:: TRECHO FORNECIDO ::
Resumo do texto "O narrador pós-moderno" de Silviano Santiago


                                                                                                                                       Por Glauce Souza

SANTIAGO, Silviano. O narrador pós-moderno. In: Nas malhas das letras: ensaios/Rio de Janeiro; Rocco, 2002, p. 38-52

É a partir dos contos de Edilberto Coutinho (EC) que Silviano Santiago em seu texto O narrador pós-moderno, discute o que ele considera uma das questões básicas sobre o narrador na pós-modernidade: quem narra uma história é quem a experimenta, ou quem a vê?

O autor apresenta as diferenças entre aquele que narra a partir da experiência e aquele que narra a partir da observação, sinalizando que entre estas diferenças o que está em questão é a noção de autenticidade.

A partir daí, Silviano Santiago arrisca sua primeira hipótese: “o narrador pós-moderno é aquele que quer extrair a si da ação narrada, em atitude semelhante à de um repórter ou de um espectador. Ele narra a ação enquanto espetáculo a que assiste (...) da plateia, da arquibancada ou de uma poltrona na sala de estar da biblioteca; ele não narra enquanto atuante.”

Santiago afirma que ao trabalhar com o narrador que olha para se informar, a ficção de EC dá um passo a mais no processo de rechaço e distanciamento do narrador clássico, segundo as características feitas dele por Walter Benjamin no texto O narrador – considerações sobre a obra de Nikolai Leskov. É este movimento que torna o narrador pós-moderno, declara Santiago.

:: EXTRATO DE DADOS ::
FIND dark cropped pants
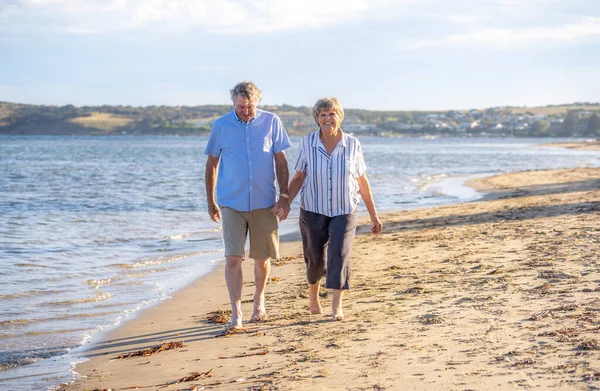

:: PARTES DO EXERCÍCIO ::
**1)** Reproduza do resumo sobre o narrador pós-moderno o trecho entre "SANTIAGO, Silviano. O narrador" e "noção de autenticidade.", inclusive.
**2)** Segundo o resumo sobre o narrador pós-moderno, Silviano Santiago parte dos contos de qual escritor para desenvolver sua discussão?
**3)** Dê prosseguimento ao resumo sobre o narrador pós-moderno a partir do ponto em que ele termina.

:: RESPOSTAS ESCRITAS ::
**1)**
SANTIAGO, Silviano. O narrador pós-moderno. In: Nas malhas das letras: ensaios/Rio de Janeiro; Rocco, 2002, p. 38-52

É a partir dos contos de Edilberto Coutinho (EC) que Silviano Santiago em seu texto O narrador pós-moderno, discute o que ele considera uma das questões básicas sobre o narrador na pós-modernidade: quem narra uma história é quem a experimenta, ou quem a vê?

O autor apresenta as diferenças entre aquele que narra a partir da experiência e aquele que narra a partir da observação, sinalizando que entre estas diferenças o que está em questão é a noção de autenticidade.

**2)** Edilberto Coutinho.

**3)**
Para ele, Walter Benjamin pode caracterizar três estágios por que passa a história do narrador. Primeiro, o narrador clássico, que proporciona ao seu ouvinte a oportunidade de um intercâmbio de experiência; Segundo, o narrador do romance, que não mais pode falar de maneira exemplar ao seu leitor; Terceiro, o narrador que é jornalista, que só transmite pelo narrar a informação, escreve não para narrar a ação da sua própria experiência e sim de outros. Benjamin em seu ensaio valoriza o primeiro estágio e desvaloriza o terceiro e, em seu raciocínio, o principal eixo em torno do qual gira o “embelezamento” (e não a decadência) da narrativa clássica hoje é a perda gradual e constante da sua dimensão utilitária e essa utilidade consiste num ensinamento moral, sugestão prática, provérbio ou norma de vida.

Assim, Silviano Santiago arrisca sua segunda hipótese de trabalho: “o narrador pós-moderno é o que transmite uma sabedoria que é decorrência da observação de uma vivência alheia a ele, visto que a ação que narra não foi tecida na substância viva da sua existência”.
            
É a partir de alguns contos de EC que o autor tenta comprovar as suas hipóteses e entender o significado e a extensão dos problemas propostos a fim de subsidiar numa discussão e futura tipologia do narrador pós-moderno.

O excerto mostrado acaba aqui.